+++ Text passage +++
Philipps, Owen Cosby, Baron Kylsant (1863–1937), shipowner, was born at the vicarage, Warminster, Wiltshire, on 25 March 1863, the third son of the vicar, the Revd Sir James Erasmus Philipps, twelfth baronet (1824–1912), and his wife, Mary Margaret Best (d. 1913). After an unremarkable education at Newton College at Newton Abbot in Devon, Philipps chose to serve a six-year apprenticeship with Dent & Co., ship managers and brokers of Newcastle upon Tyne. After completing his time in 1886, he joined the Glasgow firm of ship managers and brokers, Allen C. Gow & Co., and quickly became honorary secretary of the Glasgow and West of Scotland Liberal Association. Two years later he started his own firm, Philipps & Co. in Glasgow and in 1889, with funds raised from Liberal friends in the west of Scotland, purchased his first ship, King Alfred, in partnership with his brother John. Early in 1892 the shipping enterprise was extended with support from John's newly acquired interests in investment trusts. Philipps left Glasgow in 1894 to live with his brother in London, partly to allow him to pursue his ambition of joining John in parliament. However he failed to be elected in 1895 when he stood for Montgomery Boroughs, or in 1898, when he contested Darlington. Meanwhile a subsidiary company, the Scottish Steamship Company, was established in 1896, and the following year the brothers formed the London Maritime Investment Company as a vehicle for raising funds for further shipping investments. They purchased in 1898 the London and Thames Haven Petroleum Wharf, of which Philipps became chairman.

At the beginning of the century the brothers began searching for new tonnage, taking over the Northern Transport Company, with its three ships but failing to win control of the Tyne Steam Shipping Company. Early in 1901 they began to buy shares in the Royal Mail Steam Packet Company, one of Britain's oldest passenger steamship companies, which was in financial difficulties. By the spring of 1903 Philipps, who had no experience of passenger or mail steamship operation, was chairman of the company. He immediately received an offer from William J. Pirrie of Harland and Wolff of Belfast to build modern tonnage at cost price in return for all repair work and subsequent contracts, beginning a relationship which was to last until Pirrie's death in 1924. On 16 September 1902 Philipps married Mai Alice Magdalene Morris of Coomb, Llangynog, Carmarthenshire, who had inherited 5000 acres and some £125,000 from her father, Thomas, a banker; they raised three daughters. In 1906 he achieved his ambition of being elected a Liberal MP for the Pembroke and Haverfordwest District. His new-found wealth and status gave Philipps the confidence to promote Royal Mail's interests aggressively, both when introducing the new tonnage and in enlarging the company's capital. By 1908 he had won the respect of the shipping community in turning Royal Mail round. His achievements were publicly recognized with the award of a knighthood in 1909.
+++ Extracted material +++
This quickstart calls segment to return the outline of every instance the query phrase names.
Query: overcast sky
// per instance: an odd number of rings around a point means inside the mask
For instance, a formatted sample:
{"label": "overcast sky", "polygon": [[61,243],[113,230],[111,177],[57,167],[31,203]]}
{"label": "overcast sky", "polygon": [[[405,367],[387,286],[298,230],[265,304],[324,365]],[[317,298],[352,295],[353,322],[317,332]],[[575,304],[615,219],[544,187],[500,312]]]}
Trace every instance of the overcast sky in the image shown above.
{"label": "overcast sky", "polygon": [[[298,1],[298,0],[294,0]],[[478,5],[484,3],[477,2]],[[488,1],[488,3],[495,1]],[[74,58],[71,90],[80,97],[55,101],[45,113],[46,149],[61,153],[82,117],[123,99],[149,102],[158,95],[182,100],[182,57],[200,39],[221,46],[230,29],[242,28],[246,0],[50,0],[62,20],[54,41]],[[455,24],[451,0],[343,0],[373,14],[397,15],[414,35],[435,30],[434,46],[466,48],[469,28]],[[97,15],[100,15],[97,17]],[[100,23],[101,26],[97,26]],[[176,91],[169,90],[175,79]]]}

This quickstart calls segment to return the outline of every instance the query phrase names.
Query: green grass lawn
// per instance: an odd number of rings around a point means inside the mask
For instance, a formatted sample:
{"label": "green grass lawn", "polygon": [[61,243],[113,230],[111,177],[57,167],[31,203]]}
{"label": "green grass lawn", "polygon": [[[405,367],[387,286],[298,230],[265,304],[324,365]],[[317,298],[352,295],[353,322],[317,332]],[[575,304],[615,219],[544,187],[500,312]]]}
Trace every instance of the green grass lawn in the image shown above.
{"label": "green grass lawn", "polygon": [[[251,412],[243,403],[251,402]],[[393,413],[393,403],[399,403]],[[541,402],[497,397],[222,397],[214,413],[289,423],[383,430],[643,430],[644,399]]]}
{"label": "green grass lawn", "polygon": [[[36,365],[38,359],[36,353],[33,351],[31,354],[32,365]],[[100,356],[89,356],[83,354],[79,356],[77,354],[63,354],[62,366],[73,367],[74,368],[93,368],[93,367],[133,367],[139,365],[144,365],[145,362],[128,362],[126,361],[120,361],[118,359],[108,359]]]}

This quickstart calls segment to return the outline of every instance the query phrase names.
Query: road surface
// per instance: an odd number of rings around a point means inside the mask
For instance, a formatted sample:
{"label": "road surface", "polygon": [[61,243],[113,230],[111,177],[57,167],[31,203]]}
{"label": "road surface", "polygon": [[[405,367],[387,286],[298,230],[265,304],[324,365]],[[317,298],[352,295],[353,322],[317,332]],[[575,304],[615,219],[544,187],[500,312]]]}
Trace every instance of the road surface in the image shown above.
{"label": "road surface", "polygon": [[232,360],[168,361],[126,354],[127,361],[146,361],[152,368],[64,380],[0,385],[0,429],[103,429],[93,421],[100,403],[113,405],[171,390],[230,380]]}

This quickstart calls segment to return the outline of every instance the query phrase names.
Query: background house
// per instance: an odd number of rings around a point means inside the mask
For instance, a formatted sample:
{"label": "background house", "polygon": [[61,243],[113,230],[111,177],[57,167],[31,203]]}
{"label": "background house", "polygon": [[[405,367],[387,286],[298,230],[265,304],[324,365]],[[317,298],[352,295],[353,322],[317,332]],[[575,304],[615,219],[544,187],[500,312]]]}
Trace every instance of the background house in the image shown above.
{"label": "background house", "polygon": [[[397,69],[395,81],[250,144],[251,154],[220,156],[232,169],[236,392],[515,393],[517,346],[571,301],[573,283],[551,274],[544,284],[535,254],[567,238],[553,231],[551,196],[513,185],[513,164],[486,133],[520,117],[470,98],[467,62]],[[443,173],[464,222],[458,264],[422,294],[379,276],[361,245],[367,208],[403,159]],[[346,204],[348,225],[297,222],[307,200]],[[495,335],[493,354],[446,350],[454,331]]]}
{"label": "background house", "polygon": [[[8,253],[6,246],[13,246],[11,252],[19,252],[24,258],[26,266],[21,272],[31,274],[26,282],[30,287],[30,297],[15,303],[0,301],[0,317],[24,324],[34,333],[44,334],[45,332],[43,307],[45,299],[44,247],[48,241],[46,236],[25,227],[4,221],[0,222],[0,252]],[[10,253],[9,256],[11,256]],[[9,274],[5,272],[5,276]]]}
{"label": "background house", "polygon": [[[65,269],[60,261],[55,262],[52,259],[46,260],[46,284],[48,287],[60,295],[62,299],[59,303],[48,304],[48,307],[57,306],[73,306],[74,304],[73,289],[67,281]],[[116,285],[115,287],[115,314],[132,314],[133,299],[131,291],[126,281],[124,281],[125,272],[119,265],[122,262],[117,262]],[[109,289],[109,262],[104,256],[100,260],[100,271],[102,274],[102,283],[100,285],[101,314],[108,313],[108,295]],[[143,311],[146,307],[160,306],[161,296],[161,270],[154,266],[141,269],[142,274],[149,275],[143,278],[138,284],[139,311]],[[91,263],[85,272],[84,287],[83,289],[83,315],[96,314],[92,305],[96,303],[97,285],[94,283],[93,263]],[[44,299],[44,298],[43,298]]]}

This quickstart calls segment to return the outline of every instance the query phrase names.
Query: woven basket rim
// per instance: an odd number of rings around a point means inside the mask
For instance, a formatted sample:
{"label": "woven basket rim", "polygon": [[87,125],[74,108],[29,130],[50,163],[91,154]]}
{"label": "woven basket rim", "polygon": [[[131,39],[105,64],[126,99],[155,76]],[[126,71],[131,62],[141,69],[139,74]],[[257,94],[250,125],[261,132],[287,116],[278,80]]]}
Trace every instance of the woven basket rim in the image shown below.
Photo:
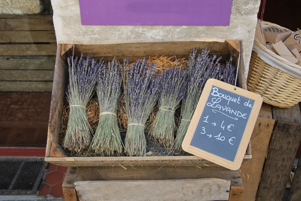
{"label": "woven basket rim", "polygon": [[[266,25],[269,25],[269,26],[273,26],[273,27],[276,27],[277,28],[283,29],[287,31],[291,31],[291,30],[290,30],[288,29],[286,29],[285,27],[281,27],[276,24],[271,23],[268,22],[265,22],[263,20],[259,21],[260,24],[263,24]],[[293,32],[292,32],[294,33]],[[300,66],[297,64],[293,64],[293,63],[290,62],[290,61],[287,60],[286,59],[284,59],[282,57],[280,57],[280,56],[277,55],[277,54],[275,54],[274,53],[273,53],[273,52],[272,52],[271,51],[270,51],[270,50],[267,49],[266,48],[266,47],[265,47],[265,46],[262,45],[261,43],[260,43],[259,42],[259,41],[256,38],[254,38],[254,41],[256,43],[256,44],[258,46],[258,47],[259,47],[259,48],[260,48],[260,49],[261,49],[262,50],[264,51],[265,52],[266,52],[270,55],[272,56],[273,57],[275,57],[275,58],[276,58],[278,60],[279,60],[280,61],[282,62],[283,63],[284,63],[285,64],[289,65],[290,66],[291,66],[294,68],[296,68],[298,70],[301,70],[301,66]]]}

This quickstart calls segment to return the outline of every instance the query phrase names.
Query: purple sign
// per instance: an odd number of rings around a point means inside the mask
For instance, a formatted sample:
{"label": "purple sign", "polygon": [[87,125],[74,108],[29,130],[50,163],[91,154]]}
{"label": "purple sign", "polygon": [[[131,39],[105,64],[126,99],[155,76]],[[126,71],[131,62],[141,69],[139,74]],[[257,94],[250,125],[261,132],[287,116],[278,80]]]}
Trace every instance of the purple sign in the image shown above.
{"label": "purple sign", "polygon": [[232,0],[79,0],[83,25],[228,26]]}

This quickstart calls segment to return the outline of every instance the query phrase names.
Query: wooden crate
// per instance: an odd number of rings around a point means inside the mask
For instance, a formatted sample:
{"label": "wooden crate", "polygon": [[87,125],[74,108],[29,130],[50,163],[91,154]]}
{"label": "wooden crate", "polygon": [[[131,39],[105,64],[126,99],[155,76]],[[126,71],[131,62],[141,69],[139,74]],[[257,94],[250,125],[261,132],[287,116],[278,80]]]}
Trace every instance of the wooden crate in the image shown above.
{"label": "wooden crate", "polygon": [[[193,47],[201,49],[208,47],[211,53],[220,55],[224,58],[232,56],[232,62],[238,67],[237,85],[246,88],[244,48],[242,41],[222,39],[180,40],[173,42],[113,43],[98,45],[78,44],[76,54],[82,52],[94,58],[111,59],[113,57],[122,60],[129,57],[130,62],[143,56],[165,55],[178,58],[187,57]],[[65,166],[99,166],[122,165],[175,165],[217,166],[197,156],[143,156],[143,157],[67,157],[59,145],[61,129],[62,106],[67,85],[68,68],[66,59],[72,53],[72,44],[59,45],[57,51],[52,97],[50,109],[48,136],[45,160],[51,163]],[[251,158],[250,146],[247,149],[244,160]]]}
+++
→ **Work to do**
1) Find every line in the rows that contains the word "lawn" and copy each one in full. Case counts.
2) Continue the biographical passage about the shipowner Owen Philipps from its final sentence.

→ **Answers for the tasks**
1)
Query: green grass lawn
{"label": "green grass lawn", "polygon": [[61,243],[113,230],[111,177],[57,167],[31,203]]}
{"label": "green grass lawn", "polygon": [[[405,367],[387,286],[298,230],[265,304],[324,365]],[[317,298],[352,295],[353,322],[317,332]],[[575,304],[615,219],[544,187],[500,312]]]}
Trace every instance of the green grass lawn in the image shown above.
{"label": "green grass lawn", "polygon": [[[251,412],[243,403],[251,402]],[[393,413],[393,403],[399,403]],[[541,402],[497,397],[222,397],[214,413],[289,423],[383,430],[643,430],[644,399]]]}
{"label": "green grass lawn", "polygon": [[[36,365],[38,359],[36,353],[33,351],[31,354],[32,365]],[[100,356],[89,356],[83,354],[79,356],[77,354],[63,354],[62,366],[73,367],[74,368],[93,368],[93,367],[133,367],[139,365],[144,365],[145,362],[128,362],[126,361],[120,361],[118,359],[108,359]]]}

2)
Philipps still had ambitions to extend his shipping interests. The opportunity came in 1909 on the death of Sir Alfred Jones, the architect of the Elder Dempster group of shipping companies. Lord Pirrie, now Philipps's close confidant and a large shareholder in the group, invited him to participate in a joint bid. When this succeeded in January 1910, Philipps immediately went on to acquire the Pacific Steam Navigation Company. Outwardly Philipps and Pirrie were unlikely partners. Philipps was as tall and arrogant as Pirrie was small and homely; but they had much in common. They had both been brought up with strong Christian values, which gave them a deep sense of their own mission in life. Pirrie, as a Presbyterian, and Philipps as an Anglo-Catholic, had both been led by their faith to adopt Liberal politics. They both had a love of grand designs and giant enterprises. However they rarely met socially as Lady Pirrie disliked Philipps intensely.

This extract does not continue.